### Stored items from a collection
· · · · · · ·
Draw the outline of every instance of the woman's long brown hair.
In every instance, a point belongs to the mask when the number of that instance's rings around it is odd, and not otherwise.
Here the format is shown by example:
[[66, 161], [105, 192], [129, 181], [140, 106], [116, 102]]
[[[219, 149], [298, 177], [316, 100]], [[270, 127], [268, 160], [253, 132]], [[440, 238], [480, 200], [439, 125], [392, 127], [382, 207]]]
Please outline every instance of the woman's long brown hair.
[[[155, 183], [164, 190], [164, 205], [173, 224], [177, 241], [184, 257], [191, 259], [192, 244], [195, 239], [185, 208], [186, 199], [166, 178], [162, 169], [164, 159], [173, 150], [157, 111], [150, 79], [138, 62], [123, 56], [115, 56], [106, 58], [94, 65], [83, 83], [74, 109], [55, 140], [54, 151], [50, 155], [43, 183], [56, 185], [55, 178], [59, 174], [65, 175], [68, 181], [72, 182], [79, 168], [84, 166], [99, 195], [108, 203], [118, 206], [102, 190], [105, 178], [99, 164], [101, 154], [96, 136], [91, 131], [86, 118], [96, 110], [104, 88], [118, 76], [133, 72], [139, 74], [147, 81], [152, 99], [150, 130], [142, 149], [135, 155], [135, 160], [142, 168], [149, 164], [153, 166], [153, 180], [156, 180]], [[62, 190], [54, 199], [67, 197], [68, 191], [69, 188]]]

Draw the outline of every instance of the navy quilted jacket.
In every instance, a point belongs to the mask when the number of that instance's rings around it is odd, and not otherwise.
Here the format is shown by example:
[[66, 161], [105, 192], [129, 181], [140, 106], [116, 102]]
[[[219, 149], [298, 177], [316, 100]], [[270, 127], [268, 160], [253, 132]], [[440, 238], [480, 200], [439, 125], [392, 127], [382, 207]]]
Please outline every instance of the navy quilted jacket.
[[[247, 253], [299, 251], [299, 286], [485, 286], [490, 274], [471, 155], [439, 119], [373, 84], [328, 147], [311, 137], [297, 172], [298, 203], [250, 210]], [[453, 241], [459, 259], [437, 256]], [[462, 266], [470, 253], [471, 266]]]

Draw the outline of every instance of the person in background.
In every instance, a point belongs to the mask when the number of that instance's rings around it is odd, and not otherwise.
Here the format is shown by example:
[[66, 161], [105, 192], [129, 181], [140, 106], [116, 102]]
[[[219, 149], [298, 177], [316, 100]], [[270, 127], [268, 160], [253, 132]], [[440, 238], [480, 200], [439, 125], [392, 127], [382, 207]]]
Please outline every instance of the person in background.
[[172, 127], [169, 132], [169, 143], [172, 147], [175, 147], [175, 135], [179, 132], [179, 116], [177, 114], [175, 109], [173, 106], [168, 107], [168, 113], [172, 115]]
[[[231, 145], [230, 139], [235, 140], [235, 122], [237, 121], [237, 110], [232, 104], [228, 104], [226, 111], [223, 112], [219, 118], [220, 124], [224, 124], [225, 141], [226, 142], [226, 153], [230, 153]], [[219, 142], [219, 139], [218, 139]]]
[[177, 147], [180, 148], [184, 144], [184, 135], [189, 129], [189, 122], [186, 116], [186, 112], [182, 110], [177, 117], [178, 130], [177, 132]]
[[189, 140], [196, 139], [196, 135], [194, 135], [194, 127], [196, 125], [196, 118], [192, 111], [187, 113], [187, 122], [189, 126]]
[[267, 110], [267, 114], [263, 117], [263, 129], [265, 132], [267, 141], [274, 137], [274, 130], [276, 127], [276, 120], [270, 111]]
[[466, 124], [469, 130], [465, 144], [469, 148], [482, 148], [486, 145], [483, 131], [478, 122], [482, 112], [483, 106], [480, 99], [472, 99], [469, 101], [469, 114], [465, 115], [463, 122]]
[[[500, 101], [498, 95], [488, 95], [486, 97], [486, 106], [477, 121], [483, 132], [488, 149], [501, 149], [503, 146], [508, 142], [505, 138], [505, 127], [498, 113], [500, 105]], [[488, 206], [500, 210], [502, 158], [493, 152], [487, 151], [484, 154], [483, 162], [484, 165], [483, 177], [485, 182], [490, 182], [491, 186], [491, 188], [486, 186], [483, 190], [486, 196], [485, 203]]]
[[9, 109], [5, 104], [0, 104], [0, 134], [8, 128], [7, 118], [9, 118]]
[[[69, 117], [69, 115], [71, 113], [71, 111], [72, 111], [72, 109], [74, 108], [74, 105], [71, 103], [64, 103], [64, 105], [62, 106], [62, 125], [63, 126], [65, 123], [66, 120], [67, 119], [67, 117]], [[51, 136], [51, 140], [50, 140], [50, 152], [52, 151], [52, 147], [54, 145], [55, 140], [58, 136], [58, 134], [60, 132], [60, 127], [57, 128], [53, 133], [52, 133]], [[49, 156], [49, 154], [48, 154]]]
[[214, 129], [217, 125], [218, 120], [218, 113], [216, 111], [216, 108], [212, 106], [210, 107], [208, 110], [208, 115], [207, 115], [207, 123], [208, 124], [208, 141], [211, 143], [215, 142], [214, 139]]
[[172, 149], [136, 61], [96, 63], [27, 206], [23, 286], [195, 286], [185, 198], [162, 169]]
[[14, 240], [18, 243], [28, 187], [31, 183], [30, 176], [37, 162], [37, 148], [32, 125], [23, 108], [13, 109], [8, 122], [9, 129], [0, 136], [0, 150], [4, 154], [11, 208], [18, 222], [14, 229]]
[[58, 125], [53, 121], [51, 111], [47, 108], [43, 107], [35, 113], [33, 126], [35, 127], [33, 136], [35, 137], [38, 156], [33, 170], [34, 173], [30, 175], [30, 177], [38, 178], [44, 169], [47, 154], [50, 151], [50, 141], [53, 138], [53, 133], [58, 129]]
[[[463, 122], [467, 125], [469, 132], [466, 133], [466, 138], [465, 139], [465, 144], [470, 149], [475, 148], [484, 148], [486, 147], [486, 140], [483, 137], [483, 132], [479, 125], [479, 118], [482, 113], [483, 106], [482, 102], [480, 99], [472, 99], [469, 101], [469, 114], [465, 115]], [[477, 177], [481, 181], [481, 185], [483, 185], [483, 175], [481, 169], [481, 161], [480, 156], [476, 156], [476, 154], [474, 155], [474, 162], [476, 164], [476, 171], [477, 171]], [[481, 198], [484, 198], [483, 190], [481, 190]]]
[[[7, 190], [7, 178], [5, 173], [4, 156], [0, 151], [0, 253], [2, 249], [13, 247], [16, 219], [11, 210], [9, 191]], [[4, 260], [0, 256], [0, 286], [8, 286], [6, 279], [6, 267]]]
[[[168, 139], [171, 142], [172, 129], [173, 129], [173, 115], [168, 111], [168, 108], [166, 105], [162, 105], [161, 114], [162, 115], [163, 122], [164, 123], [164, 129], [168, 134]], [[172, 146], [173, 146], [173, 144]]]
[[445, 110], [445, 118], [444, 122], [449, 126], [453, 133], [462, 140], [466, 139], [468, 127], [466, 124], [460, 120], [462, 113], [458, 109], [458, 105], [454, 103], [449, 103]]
· · · · · · ·
### Directions for this task
Express as a numbered list, skipping blank lines, the entries above starting with the line containing "Draw the outline of every instance of the person" and going on through the line containing "Please outline every instance of the person".

### Written answer
1. Draw the outline of every instance of the person in background.
2. In every instance, a point belongs to the mask when the number of that instance's rings around it is odd, and not otherwise.
3. Here the format is shown by example:
4. [[66, 161], [105, 192], [129, 181], [140, 106], [116, 102]]
5. [[[219, 149], [298, 177], [316, 100]], [[270, 127], [268, 160], [253, 132]], [[440, 238], [480, 200], [439, 125], [392, 127], [382, 207]]]
6. Please outline every instance of the person in background.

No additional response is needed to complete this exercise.